> [ENTRIES SUPPLIED]:
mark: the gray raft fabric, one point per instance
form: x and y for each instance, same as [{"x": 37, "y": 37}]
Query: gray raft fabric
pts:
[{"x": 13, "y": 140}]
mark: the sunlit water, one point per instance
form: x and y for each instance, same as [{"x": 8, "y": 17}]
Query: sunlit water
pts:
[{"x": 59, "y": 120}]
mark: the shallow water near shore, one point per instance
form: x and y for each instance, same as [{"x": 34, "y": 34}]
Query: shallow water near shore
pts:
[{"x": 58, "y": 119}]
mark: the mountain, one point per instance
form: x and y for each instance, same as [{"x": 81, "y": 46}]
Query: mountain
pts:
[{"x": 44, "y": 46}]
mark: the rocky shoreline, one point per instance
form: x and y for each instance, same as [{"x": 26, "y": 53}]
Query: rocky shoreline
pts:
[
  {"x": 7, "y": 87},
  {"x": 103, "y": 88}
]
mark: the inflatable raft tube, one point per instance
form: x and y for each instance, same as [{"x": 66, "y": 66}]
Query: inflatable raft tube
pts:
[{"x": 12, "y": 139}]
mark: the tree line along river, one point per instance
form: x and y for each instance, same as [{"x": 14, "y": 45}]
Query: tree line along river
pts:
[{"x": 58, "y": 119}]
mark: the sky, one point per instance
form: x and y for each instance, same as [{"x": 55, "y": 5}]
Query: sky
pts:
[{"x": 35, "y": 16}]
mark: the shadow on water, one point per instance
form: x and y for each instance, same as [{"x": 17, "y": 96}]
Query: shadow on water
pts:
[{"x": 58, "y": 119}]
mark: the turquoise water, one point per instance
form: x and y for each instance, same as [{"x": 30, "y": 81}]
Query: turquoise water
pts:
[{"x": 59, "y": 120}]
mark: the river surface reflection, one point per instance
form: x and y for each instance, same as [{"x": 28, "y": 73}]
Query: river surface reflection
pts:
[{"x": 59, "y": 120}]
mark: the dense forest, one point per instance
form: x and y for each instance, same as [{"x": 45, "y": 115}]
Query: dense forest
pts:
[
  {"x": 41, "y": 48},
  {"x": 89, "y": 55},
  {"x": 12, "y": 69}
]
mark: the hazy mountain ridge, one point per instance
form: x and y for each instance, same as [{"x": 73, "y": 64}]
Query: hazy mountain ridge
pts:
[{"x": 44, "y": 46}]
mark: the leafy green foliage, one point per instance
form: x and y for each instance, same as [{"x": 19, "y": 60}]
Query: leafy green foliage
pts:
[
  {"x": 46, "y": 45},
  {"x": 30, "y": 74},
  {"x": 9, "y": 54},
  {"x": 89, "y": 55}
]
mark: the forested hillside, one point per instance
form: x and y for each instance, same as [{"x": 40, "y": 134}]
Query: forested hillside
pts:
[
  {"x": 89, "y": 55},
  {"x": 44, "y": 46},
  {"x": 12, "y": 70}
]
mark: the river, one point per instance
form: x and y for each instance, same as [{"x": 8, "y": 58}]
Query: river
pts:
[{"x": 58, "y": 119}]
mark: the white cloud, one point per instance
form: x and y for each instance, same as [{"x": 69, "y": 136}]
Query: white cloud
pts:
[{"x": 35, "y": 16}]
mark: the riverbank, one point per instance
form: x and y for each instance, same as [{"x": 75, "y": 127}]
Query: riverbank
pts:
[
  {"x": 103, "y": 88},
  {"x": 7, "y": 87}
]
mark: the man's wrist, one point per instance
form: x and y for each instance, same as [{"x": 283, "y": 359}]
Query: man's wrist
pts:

> [YOUR TASK]: Using the material above, print every entry exactly as written.

> [WRITTEN ANSWER]:
mark: the gray raft fabric, one point per instance
form: x and y for each instance, same as [{"x": 37, "y": 37}]
Query: gray raft fabric
pts:
[{"x": 13, "y": 140}]
mark: the sunlit water, one point per instance
form: x and y for each instance, same as [{"x": 8, "y": 17}]
Query: sunlit water
pts:
[{"x": 59, "y": 120}]
mark: the shallow water near shore, one point per instance
form: x and y for each instance, same as [{"x": 34, "y": 34}]
Query: shallow water near shore
pts:
[{"x": 58, "y": 119}]
mark: the mountain, one point per instance
form: x and y for each instance, same as [{"x": 81, "y": 46}]
Query: mountain
pts:
[{"x": 44, "y": 46}]
mark: the rocky shoreline, one point per instance
form: x and y for each instance, same as [{"x": 26, "y": 53}]
Query: rocky shoreline
pts:
[
  {"x": 7, "y": 87},
  {"x": 103, "y": 88}
]
mark: the inflatable raft tube, one point per instance
form: x and y for each instance, same as [{"x": 66, "y": 66}]
Query: inflatable raft tube
pts:
[{"x": 12, "y": 139}]
mark: the tree line along river, one point per instance
form: x and y for each instance, same as [{"x": 14, "y": 45}]
Query: tree line along river
pts:
[{"x": 58, "y": 119}]
mark: the sky, one point per instance
form: x and y for each instance, same as [{"x": 55, "y": 5}]
Query: sky
pts:
[{"x": 35, "y": 16}]
mark: the shadow on water, one point per instance
form: x and y for each instance, same as [{"x": 17, "y": 96}]
Query: shadow on water
pts:
[{"x": 58, "y": 119}]
mark: the turquoise water, one point per instance
form: x and y for each instance, same as [{"x": 30, "y": 81}]
Query: turquoise water
pts:
[{"x": 59, "y": 120}]
mark: the river surface reflection, one point per instance
form: x and y for each instance, same as [{"x": 28, "y": 73}]
Query: river surface reflection
pts:
[{"x": 59, "y": 120}]
mark: the dense forest, one point per instance
form: x and y for each instance, same as [{"x": 45, "y": 115}]
Query: dense forest
pts:
[
  {"x": 41, "y": 48},
  {"x": 89, "y": 55},
  {"x": 12, "y": 69}
]
mark: the hazy mountain ridge, one point per instance
form: x and y for each instance, same as [{"x": 73, "y": 64}]
Query: hazy mountain ridge
pts:
[{"x": 44, "y": 46}]
mark: the leafy green foliage, one point per instance
form: x and y for each instance, same as [{"x": 19, "y": 60}]
Query: leafy green foliage
pts:
[
  {"x": 46, "y": 45},
  {"x": 30, "y": 74},
  {"x": 9, "y": 54},
  {"x": 89, "y": 55}
]
mark: the forested hillside, one point per instance
form: x and y for each instance, same as [{"x": 40, "y": 134}]
Query: forested hillside
pts:
[
  {"x": 89, "y": 55},
  {"x": 44, "y": 46},
  {"x": 12, "y": 70}
]
mark: the river, one point per instance
form: x and y for each instance, same as [{"x": 8, "y": 58}]
Query: river
pts:
[{"x": 58, "y": 119}]
mark: the white cloud, one point per instance
form: x and y for each instance, same as [{"x": 69, "y": 136}]
Query: white cloud
pts:
[{"x": 35, "y": 16}]
mark: the riverbank, one point per instance
form: x and y for each instance, same as [{"x": 75, "y": 127}]
Query: riverbank
pts:
[
  {"x": 103, "y": 88},
  {"x": 7, "y": 87}
]
mark: the man's wrist, one point per instance
form: x and y for each instance, same as [{"x": 283, "y": 359}]
Query: man's wrist
pts:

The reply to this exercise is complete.